Arbeitsanweisungen:
**a)** Wer führte laut dem Beschluss des Obersten Gerichtshofs den Vorsitz?
**b)** Setze den Beschluss des Obersten Gerichtshofs nach seinem letzten Satz fort.

Textauszug:
....................

OGH 11Os67/25z

OGH11Os67/25z29.7.2025

Der Oberste Gerichtshof hat am 29. Juli 2025 durch dieVizepräsidentin des Obersten Gerichtshofs Mag. Marek als Vorsitzende sowie die Hofrätinnen und die Hofräte des Obersten Gerichtshofs Mag. Fürnkranz, Dr. Oberressl, Dr. Brenner und Mag. Riffel in Gegenwart der Richteramtsanwärterin Mag. Ebner als Schriftführerin in der Strafsache gegen * E* wegen des Verbrechens des Mordes nach §§ 15, 75 StGB über die Nichtigkeitsbeschwerde und die Berufung des Angeklagten gegen das Urteil des Landesgerichts für Strafsachen Wien als Geschworenengericht vom 25. März 2025, GZ 609 Hv 8/24g‑67.2, sowie über dessen Beschwerde gegen einen zugleich gefassten Beschluss nach § 494a StPO nach Anhörung der Generalprokuratur in nichtöffentlicher Sitzung den

Beschluss

gefasst:

European Case Law Identifier: ECLI:AT:OGH0002:2025:0110OS00067.25Z.0729.000

Rechtsgebiet: Strafrecht

 

Spruch:

Die Nichtigkeitsbeschwerde wird zurückgewiesen.

Zur Entscheidung über die Berufung und die Beschwerde werden die Akten dem Oberlandesgericht Wien zugeleitet.

Dem Angeklagten fallen die Kosten des bisherigen Rechtsmittelverfahrens zur Last.

....................

Quelleinträge

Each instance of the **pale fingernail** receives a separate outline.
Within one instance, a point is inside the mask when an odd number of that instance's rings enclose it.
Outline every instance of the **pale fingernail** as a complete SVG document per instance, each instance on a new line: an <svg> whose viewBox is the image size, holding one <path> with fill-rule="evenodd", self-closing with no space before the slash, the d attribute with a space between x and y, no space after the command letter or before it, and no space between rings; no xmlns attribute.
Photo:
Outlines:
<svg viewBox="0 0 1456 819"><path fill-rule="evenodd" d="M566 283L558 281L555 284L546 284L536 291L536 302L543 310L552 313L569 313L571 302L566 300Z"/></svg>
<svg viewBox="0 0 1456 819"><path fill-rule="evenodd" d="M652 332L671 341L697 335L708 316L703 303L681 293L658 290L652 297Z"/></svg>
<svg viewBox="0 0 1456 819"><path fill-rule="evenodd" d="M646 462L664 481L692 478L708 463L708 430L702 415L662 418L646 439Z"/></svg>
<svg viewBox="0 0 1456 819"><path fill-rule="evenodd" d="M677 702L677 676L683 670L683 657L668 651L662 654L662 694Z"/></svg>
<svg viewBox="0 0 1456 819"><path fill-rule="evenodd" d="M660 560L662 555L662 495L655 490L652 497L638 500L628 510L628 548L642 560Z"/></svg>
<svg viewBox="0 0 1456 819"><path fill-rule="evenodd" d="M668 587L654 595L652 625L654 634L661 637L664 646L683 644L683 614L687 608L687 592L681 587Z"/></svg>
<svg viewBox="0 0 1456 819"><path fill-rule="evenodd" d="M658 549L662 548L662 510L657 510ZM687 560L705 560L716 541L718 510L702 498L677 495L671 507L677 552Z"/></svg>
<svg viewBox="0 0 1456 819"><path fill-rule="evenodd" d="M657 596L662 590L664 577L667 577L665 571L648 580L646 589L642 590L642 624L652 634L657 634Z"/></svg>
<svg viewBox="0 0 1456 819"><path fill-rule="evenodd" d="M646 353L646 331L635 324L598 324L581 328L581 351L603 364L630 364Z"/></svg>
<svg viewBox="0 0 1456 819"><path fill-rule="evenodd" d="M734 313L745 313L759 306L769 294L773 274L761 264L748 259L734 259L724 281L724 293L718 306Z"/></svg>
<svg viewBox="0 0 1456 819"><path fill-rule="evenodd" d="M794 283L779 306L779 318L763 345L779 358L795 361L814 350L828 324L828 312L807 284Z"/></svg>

....................

Lösungen:
**a)** Die Vizepräsidentin des Obersten Gerichtshofs Mag. Marek.

**b)**
 

Gründe:

[1] Mit dem angefochtenen, auf dem Wahrspruch der Geschworenen beruhenden Urteil wurde * E* des Verbrechens des Mordes nach §§ 15, 75 StGB schuldig erkannt.

[2] Danach hat er am 14. September 2024 in W* * N* zu töten versucht, indem er ihm ein Messer mit einer gezackten, rund 15 cm langen Klinge zunächst in den Oberarm und anschließend in den Oberkörper stieß und diesen bis zum linken Lungenflügel durchdrang, wodurch der Genannte eine 15 bis 17 cm lange, stark blutende Stich‑ und Schnittverletzung an der linken Schulter samt Eröffnung der Brusthöhle sowie eine zwei bis sechs Zentimeter lange Stich- und Schnittverletzung am linken Oberarm mit Verletzung des Trizepsmuskels und arterieller Blutung erlitt.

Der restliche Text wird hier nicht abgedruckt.